* Textauszug
########################################

Über Bautzen indes diskutiert derzeit die ganze Welt, nur im Ort des Geschehens selbst wollen beispielsweise Schulen nicht über die Welt da draußen reden, sich mit ihr auseinandersetzen. Sicher ist es keine Budyšiner Spezialität, wenn in einer Bildungseinrichtung das Tragen von »Refugees Welcome«-Button untersagt wird, weil sich der lümmelnde Jungnazi vom bunten Sticker gestört fühlt. Aber es passt sich geräuschlos in das Bild einer zutiefst verunsicherten oder desinteressierten Stadt ein, die es in der Vergangenheit verpasst hat, durch Meinungsaustausch und Teilhabe den dort lebenden Menschen ein wehrhaftes Demokratieverständnis zu verpassen.

########################################

* Gezeigte Daten

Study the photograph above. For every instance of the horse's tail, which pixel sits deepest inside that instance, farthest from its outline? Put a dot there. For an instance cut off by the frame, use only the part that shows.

########################################

* Material erkunden
a) Beantworten Sie anhand des Textauszugs diese drei Fragen.
(i) Worüber diskutiert derzeit die ganze Welt?
(ii) Was wird in einer Bildungseinrichtung untersagt?
(iii) Was hat die Stadt in der Vergangenheit verpasst?
b) Geben Sie den Abschnitt des Textauszugs wörtlich wieder, der mit „Über Bautzen indes“ beginnt und bis einschließlich „Demokratieverständnis zu verpassen.“ weitergeht.
Die Daten stammen aus einer anderen Quelle als der Textauszug.

* Lösungen
a)
(i) Über Bautzen.
(ii) Das Tragen von »Refugees Welcome«-Button.
(iii) Durch Meinungsaustausch und Teilhabe den dort lebenden Menschen ein wehrhaftes Demokratieverständnis zu verpassen.

b)
Über Bautzen indes diskutiert derzeit die ganze Welt, nur im Ort des Geschehens selbst wollen beispielsweise Schulen nicht über die Welt da draußen reden, sich mit ihr auseinandersetzen. Sicher ist es keine Budyšiner Spezialität, wenn in einer Bildungseinrichtung das Tragen von »Refugees Welcome«-Button untersagt wird, weil sich der lümmelnde Jungnazi vom bunten Sticker gestört fühlt. Aber es passt sich geräuschlos in das Bild einer zutiefst verunsicherten oder desinteressierten Stadt ein, die es in der Vergangenheit verpasst hat, durch Meinungsaustausch und Teilhabe den dort lebenden Menschen ein wehrhaftes Demokratieverständnis zu verpassen.